→ **WORK ORDER**
If a record holds a picture, please leave the picture out and copy the rest of the record exactly.

※

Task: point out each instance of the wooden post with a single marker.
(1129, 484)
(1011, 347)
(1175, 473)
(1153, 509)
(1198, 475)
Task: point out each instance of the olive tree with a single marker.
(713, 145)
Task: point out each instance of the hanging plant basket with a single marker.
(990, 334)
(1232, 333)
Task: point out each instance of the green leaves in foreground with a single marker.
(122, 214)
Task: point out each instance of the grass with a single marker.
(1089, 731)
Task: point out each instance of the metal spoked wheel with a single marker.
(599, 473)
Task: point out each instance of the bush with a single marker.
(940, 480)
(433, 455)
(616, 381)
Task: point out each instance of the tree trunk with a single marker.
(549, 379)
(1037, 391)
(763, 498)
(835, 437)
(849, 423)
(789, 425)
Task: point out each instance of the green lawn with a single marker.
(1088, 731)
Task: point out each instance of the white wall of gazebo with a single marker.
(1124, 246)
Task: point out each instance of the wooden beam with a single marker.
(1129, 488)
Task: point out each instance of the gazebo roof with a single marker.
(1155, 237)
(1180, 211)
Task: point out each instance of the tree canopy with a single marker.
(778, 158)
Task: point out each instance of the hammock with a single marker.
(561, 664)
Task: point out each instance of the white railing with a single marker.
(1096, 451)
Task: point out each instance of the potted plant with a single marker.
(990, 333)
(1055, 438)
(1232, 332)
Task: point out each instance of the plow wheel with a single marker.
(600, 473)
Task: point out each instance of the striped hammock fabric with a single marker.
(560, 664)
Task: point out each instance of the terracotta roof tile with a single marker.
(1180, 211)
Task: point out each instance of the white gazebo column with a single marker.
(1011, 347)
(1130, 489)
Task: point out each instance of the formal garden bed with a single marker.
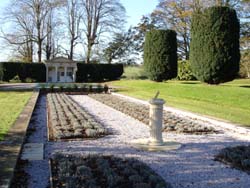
(171, 121)
(237, 157)
(67, 120)
(103, 171)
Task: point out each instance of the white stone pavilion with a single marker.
(60, 69)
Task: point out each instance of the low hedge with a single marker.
(34, 71)
(37, 72)
(98, 72)
(184, 71)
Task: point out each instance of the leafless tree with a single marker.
(21, 38)
(100, 16)
(33, 17)
(74, 18)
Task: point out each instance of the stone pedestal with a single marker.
(155, 142)
(155, 121)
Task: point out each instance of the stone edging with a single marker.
(14, 140)
(233, 129)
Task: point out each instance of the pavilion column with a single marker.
(74, 74)
(56, 74)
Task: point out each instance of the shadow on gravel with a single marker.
(192, 164)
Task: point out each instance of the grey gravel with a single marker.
(190, 166)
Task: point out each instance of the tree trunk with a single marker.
(88, 53)
(39, 51)
(71, 53)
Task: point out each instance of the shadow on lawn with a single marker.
(190, 82)
(245, 86)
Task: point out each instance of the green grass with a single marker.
(11, 105)
(230, 101)
(134, 73)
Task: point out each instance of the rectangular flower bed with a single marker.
(102, 172)
(67, 120)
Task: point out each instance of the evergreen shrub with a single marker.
(160, 54)
(214, 48)
(98, 72)
(184, 71)
(32, 71)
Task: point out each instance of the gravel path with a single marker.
(190, 166)
(38, 170)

※

→ **THE ANSWER**
Task: point out each instance of the wooden post with a single marker.
(1129, 484)
(1011, 347)
(1175, 473)
(1153, 509)
(1198, 475)
Task: point out each instance of the olive tree with a single marker.
(713, 145)
Task: point out each instance of the hanging plant basket with a single marker.
(990, 334)
(1232, 333)
Task: point out each instance of the green leaves in foreground with a single marker.
(122, 214)
Task: point out each instance of the grass with a single marker.
(1089, 731)
Task: point out each instance of the metal spoked wheel with a single marker.
(599, 473)
Task: point out each instance of the bush with a single marker.
(940, 480)
(433, 455)
(616, 381)
Task: point out each instance of the tree trunk with a single marker.
(549, 379)
(1037, 391)
(763, 498)
(835, 437)
(849, 423)
(789, 425)
Task: point out each instance of the green lawn with a single marker.
(1088, 731)
Task: point out each instance of the white wall of gazebo with a single marker.
(1124, 246)
Task: point out each instance of the wooden beam with a single marker.
(1129, 488)
Task: point out each instance of the gazebo roof with a single marker.
(1155, 237)
(1180, 211)
Task: point out each instance of the tree canopy with a single marker.
(778, 158)
Task: point out each instance of the hammock with a single marker.
(561, 664)
Task: point out each instance of the white railing with a single marker.
(1096, 451)
Task: point out each instance of the potted plant with a single marker.
(990, 333)
(1055, 438)
(1232, 332)
Task: point out each instance of the plow wheel with a single marker.
(600, 473)
Task: point out each instance of the striped hammock fabric with a single marker.
(560, 664)
Task: point out each instance of the terracotta roof tile with a single marker.
(1180, 211)
Task: point out each instance of the white gazebo column with a single marker.
(1011, 347)
(1130, 489)
Task: point out each instance of the formal garden bed with a single marker.
(171, 121)
(237, 157)
(67, 120)
(103, 171)
Task: point out each instance of the white stone pavilion with a single marker.
(60, 69)
Task: point out each instance of the low hedge with a single marker.
(34, 71)
(37, 72)
(98, 72)
(184, 71)
Task: point out each instance of the leafless tree with a single marker.
(21, 38)
(100, 16)
(33, 17)
(74, 18)
Task: point out each instance of the stone pedestal with a single marker.
(155, 142)
(155, 121)
Task: point out each instance of the stone edging with a single marker.
(14, 140)
(233, 129)
Task: point out each instance of the pavilion column with a single marker.
(74, 74)
(56, 74)
Task: point out each instance of the shadow on gravel with a single marker.
(192, 164)
Task: point out each instance of the grey gravel with a single marker.
(190, 166)
Task: point out each instance of the tree trunk with a single marker.
(88, 53)
(39, 51)
(71, 53)
Task: point out each instance of the shadow on lawn with a single marker.
(190, 82)
(245, 86)
Task: point out each instance of the green grass with a single marker.
(11, 105)
(230, 101)
(134, 73)
Task: point out each instance of the rectangular flower bed with a single marker.
(102, 172)
(67, 120)
Task: point out each instance of the evergreen shrub with a single marker.
(160, 54)
(214, 48)
(98, 72)
(184, 71)
(32, 71)
Task: point out each instance of the gravel path with a single marker.
(190, 166)
(38, 170)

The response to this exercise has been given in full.